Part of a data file
┏━━

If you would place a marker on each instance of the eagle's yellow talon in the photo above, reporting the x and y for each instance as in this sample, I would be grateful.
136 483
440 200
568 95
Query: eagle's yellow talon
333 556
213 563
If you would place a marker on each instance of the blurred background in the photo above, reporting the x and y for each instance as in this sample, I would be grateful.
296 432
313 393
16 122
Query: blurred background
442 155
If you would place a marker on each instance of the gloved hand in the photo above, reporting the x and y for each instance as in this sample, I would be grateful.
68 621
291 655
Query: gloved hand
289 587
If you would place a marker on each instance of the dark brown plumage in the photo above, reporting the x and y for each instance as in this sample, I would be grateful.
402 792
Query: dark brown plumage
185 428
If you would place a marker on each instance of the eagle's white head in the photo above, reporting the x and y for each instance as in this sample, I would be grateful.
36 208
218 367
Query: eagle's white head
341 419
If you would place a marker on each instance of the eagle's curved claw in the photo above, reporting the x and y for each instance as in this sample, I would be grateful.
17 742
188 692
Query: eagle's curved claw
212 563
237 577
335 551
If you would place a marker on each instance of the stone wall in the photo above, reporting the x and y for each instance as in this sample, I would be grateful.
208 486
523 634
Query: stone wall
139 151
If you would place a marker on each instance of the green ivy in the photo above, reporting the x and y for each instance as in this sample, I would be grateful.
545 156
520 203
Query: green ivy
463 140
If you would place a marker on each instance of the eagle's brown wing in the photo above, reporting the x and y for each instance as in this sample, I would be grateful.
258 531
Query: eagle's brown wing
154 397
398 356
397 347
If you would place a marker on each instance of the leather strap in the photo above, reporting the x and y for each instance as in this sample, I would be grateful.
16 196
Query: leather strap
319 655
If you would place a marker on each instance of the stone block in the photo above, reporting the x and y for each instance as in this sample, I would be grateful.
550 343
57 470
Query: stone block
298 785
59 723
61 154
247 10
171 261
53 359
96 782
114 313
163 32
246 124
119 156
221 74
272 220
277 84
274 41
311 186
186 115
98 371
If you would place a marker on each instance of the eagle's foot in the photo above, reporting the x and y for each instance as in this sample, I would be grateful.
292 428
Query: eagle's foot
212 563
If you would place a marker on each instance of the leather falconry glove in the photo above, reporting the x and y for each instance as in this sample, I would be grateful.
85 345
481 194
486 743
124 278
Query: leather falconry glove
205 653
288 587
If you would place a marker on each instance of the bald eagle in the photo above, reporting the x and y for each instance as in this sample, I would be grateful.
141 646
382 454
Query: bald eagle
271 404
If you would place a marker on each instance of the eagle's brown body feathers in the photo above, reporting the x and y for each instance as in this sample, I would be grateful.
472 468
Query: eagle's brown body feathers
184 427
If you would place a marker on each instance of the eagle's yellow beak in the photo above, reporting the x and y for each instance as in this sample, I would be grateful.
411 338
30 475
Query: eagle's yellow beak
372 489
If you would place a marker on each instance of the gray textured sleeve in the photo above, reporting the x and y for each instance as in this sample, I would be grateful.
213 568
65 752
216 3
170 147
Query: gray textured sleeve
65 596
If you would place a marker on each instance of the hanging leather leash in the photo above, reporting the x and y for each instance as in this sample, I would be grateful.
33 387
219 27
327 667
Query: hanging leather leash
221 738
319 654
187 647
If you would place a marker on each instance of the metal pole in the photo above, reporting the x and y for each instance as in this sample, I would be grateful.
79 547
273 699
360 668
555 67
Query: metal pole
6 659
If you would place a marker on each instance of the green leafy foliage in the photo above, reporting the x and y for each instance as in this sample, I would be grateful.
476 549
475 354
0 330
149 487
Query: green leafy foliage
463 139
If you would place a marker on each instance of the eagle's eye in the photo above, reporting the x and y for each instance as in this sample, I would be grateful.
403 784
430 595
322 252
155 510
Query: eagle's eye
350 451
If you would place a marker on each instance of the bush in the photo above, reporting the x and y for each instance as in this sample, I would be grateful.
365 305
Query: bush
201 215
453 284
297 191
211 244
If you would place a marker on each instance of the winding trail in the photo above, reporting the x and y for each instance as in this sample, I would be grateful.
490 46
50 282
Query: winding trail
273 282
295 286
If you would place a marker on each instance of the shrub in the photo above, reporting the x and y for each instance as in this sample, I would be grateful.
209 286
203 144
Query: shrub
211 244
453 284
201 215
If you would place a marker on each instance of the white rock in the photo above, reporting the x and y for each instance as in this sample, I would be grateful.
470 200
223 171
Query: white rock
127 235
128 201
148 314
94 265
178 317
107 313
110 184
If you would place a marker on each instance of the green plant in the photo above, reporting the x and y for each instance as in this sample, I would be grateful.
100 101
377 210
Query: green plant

┗━━

Exactly reproduce all of the entries above.

If you would place a marker on each instance of the eagle's yellow talon in the photo above, reporting the x and y for each instance as in this sample, I would be grateful.
136 483
440 200
568 95
Query: eagle's yellow talon
333 556
213 563
If you would place a marker on each instance of the blurred background in the photo above, reporting the x and y for each instance as in this sample, I would be grateful.
296 432
313 393
16 122
Query: blurred background
442 155
If you would place a marker on each instance of the gloved hand in the photo above, reporting the x and y for each instance as in this sample, I would be grateful.
68 621
291 655
Query: gloved hand
289 587
If you would place a marker on each instance of the dark brown plumage in the photo above, reporting the x and y for each instance as in this sample, I would be grateful.
402 792
Query: dark brown plumage
185 428
If you would place a marker on each instance of the eagle's white head in the photo above, reporting the x and y for each instance as in this sample, I would be grateful.
36 208
218 367
Query: eagle's white head
341 419
If you would place a marker on each instance of the eagle's curved claw in the photo above, reporting the x and y for each instance as in this sample, I would be grateful.
17 742
188 692
Query: eagle's curved claw
212 563
237 577
335 551
If you would place a marker on each instance of the stone wall in the photo above, reporting the x and y for each instance as in this sample, I would be grateful.
208 486
523 634
Query: stone wall
139 151
If you would place a marker on each instance of the green ivy in the photo above, reporting the x and y for each instance as in this sample, I would be grateful.
545 156
520 203
Query: green ivy
463 140
If you would place a marker on each instance of the eagle's brown wing in the photo above, reporting the x and y for each instance as in this sample, I would be grateful.
258 531
Query: eagle's brown wing
154 397
398 356
397 347
If you would place a marker on each instance of the leather strap in the photo above, reporting the x and y for each instance as in this sample, I would be grateful.
16 196
Query: leather strap
319 655
If you would place a marker on each instance of the stone block in the photo above, reporting the x and y for each instance as in this sample, I would be grateful.
550 343
57 470
Query: stone block
298 785
59 723
61 154
247 10
171 261
53 359
96 782
114 313
163 32
246 124
119 156
221 74
272 220
277 84
274 41
311 186
186 115
98 371
If you would place a marker on each instance of the eagle's foot in the photo above, reporting the x and y for each instance as in this sample, I would be grateful.
292 428
Query: eagle's foot
212 563
If you would place a marker on each instance of the leather falconry glove in the photo above, reporting the x and y for each instance as in this sample, I would be grateful.
85 345
481 194
486 743
124 278
Query: leather falconry glove
205 653
288 587
If you would place a marker on each instance of the bald eagle in the photo above, reporting the x and y for each instance as in this sample, I would be grateful.
141 646
382 454
Query: bald eagle
271 404
If you would place a marker on each instance of the eagle's brown body feathers in the photo above, reporting the x and y for each instance as in this sample, I would be grateful.
472 468
Query: eagle's brown body feathers
184 427
If you would place a marker on each instance of the eagle's yellow beak in the photo above, reporting the x and y for each instance as in this sample, I would be grateful.
411 338
30 475
Query: eagle's yellow beak
372 489
If you would place a marker on each instance of the gray textured sleeve in the photo above, reporting the x and y for each instance as in this sample, I would be grateful.
213 568
65 752
216 3
170 147
Query: gray textured sleeve
65 596
If you would place a marker on each instance of the hanging leather leash in the photo above, reporting the x and y for each instance as in this sample, I would be grateful.
33 387
219 27
327 667
Query: hanging leather leash
221 738
319 654
187 647
If you would place a marker on each instance of the metal pole in the photo above, reporting the x and y for each instance as in this sample, I would be grateful.
79 547
273 699
360 668
555 67
Query: metal pole
6 659
If you would place a marker on each instance of the green leafy foliage in the photo above, reporting the x and y for each instance as in this sample, I would be grateful.
476 549
475 354
0 330
149 487
Query: green leafy foliage
463 139
If you would place a marker on each instance of the eagle's eye in the photo above, reporting the x and y for each instance as in this sample, I would be grateful.
403 784
430 595
322 252
155 510
Query: eagle's eye
350 451
If you would place a marker on each instance of the bush in the photo above, reporting the x and y for each instance as in this sample, I would be grateful.
365 305
Query: bush
201 215
453 284
297 191
211 244
If you would place a marker on each instance of the winding trail in the photo above, reporting the x and y for each instance as in this sample, I would be grateful.
490 46
50 282
Query: winding trail
273 282
295 286
If you would place a marker on each instance of the shrub in the photo above, reporting the x and y for each instance as in this sample, I would be grateful.
209 286
203 144
Query: shrub
211 244
453 284
201 215
If you would place a marker on each instance of the white rock in the photo above, reporting the x and y for each instance as in this sample, I would be grateful.
470 200
223 171
Query: white rock
127 235
128 201
148 314
94 265
178 317
107 313
110 184
If you would place a marker on each instance of the green plant in the photo above, reporting the x and y for each instance as in this sample, I would be grateful.
100 101
377 210
Query: green plant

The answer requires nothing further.